Défi 1 » Recopiez le passage de l'extrait sur l'article 4 du projet de loi en commençant à « M. François Pillet, rapporteur. » et en terminant à « de la corruption. ».
Défi 2 » Traduisez en anglais cette phrase de l'extrait sur l'article 4 du projet de loi : « Néanmoins, l'article 4 du projet de loi ne crée ni un droit de perquisition ni un droit de visite domiciliaire. »

M. François Pillet, rapporteur. Sans qu’il soit besoin de le préciser, les dispositions spécifiques du code de procédure pénale sont évidemment applicables en cas de perquisition chez une profession protégée. Néanmoins, l’article 4 du projet de loi ne crée ni un droit de perquisition ni un droit de visite domiciliaire. De telles précisions sont donc superfétatoires.

En second lieu, les dispositions de l’article 4 sont identiques aux dispositions existantes pour l’URSSAF, l’Autorité de régulation des télécommunications, les agents de la répression des fraudes et les agents de l’Autorité des marchés financiers, sans qu’il soit nécessaire de prévoir un dispositif particulier pour l’Agence de prévention de la corruption.

Si vous êtes rassurés, vous pouvez retirer ces amendements.

M. le président. Quel est l’avis du Gouvernement ?

Matériel »
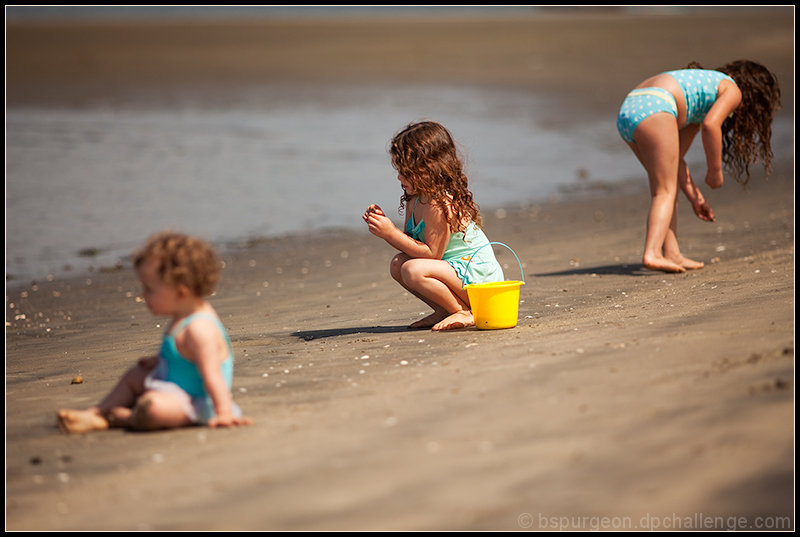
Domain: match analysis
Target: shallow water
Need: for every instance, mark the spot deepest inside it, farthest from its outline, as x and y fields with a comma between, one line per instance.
x=86, y=186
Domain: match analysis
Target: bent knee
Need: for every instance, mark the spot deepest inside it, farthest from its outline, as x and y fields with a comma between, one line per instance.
x=396, y=266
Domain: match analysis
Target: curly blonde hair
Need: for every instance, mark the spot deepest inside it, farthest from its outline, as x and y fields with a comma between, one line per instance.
x=182, y=260
x=747, y=134
x=425, y=154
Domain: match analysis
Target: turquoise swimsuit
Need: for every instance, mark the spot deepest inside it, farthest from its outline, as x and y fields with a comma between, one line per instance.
x=176, y=374
x=699, y=87
x=464, y=252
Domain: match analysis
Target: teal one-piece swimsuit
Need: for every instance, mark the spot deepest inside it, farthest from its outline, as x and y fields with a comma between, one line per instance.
x=465, y=252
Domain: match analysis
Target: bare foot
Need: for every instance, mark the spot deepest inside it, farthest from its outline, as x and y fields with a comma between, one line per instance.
x=459, y=319
x=689, y=264
x=80, y=421
x=429, y=321
x=662, y=264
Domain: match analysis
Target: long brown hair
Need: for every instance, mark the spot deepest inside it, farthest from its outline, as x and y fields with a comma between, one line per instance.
x=747, y=134
x=425, y=154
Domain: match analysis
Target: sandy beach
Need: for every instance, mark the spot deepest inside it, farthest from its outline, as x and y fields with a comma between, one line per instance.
x=624, y=399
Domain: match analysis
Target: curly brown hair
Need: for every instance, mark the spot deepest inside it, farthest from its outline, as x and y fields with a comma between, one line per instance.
x=182, y=260
x=425, y=154
x=747, y=134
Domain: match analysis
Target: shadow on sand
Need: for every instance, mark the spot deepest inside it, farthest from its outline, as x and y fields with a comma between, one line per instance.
x=310, y=335
x=623, y=269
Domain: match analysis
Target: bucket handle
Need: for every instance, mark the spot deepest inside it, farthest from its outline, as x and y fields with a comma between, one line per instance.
x=522, y=274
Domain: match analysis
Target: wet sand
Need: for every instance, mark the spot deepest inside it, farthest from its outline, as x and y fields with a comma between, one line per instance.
x=623, y=399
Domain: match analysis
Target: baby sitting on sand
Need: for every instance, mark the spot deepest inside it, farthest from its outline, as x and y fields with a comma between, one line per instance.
x=189, y=381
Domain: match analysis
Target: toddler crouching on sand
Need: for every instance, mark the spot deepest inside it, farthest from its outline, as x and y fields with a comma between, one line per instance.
x=189, y=381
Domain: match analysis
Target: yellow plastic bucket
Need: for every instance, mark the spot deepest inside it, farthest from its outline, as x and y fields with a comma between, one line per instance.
x=495, y=305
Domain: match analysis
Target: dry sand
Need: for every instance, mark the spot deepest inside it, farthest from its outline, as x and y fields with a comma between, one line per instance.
x=624, y=398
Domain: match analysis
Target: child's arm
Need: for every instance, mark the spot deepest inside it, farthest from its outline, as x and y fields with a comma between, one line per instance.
x=206, y=348
x=700, y=206
x=728, y=98
x=436, y=233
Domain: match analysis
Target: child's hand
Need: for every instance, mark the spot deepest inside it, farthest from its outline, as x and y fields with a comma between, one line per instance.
x=374, y=209
x=704, y=212
x=379, y=224
x=714, y=179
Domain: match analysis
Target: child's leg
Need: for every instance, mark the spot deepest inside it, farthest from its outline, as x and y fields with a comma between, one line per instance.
x=657, y=147
x=102, y=416
x=438, y=285
x=439, y=313
x=158, y=409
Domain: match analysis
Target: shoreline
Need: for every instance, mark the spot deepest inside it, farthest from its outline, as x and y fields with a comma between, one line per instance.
x=622, y=394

Solution complète 1 »
M. François Pillet, rapporteur. Sans qu’il soit besoin de le préciser, les dispositions spécifiques du code de procédure pénale sont évidemment applicables en cas de perquisition chez une profession protégée. Néanmoins, l’article 4 du projet de loi ne crée ni un droit de perquisition ni un droit de visite domiciliaire. De telles précisions sont donc superfétatoires.

En second lieu, les dispositions de l’article 4 sont identiques aux dispositions existantes pour l’URSSAF, l’Autorité de régulation des télécommunications, les agents de la répression des fraudes et les agents de l’Autorité des marchés financiers, sans qu’il soit nécessaire de prévoir un dispositif particulier pour l’Agence de prévention de la corruption.

Solution complète 2 » Nevertheless, Article 4 of the bill creates neither a right of search nor a right of home inspection.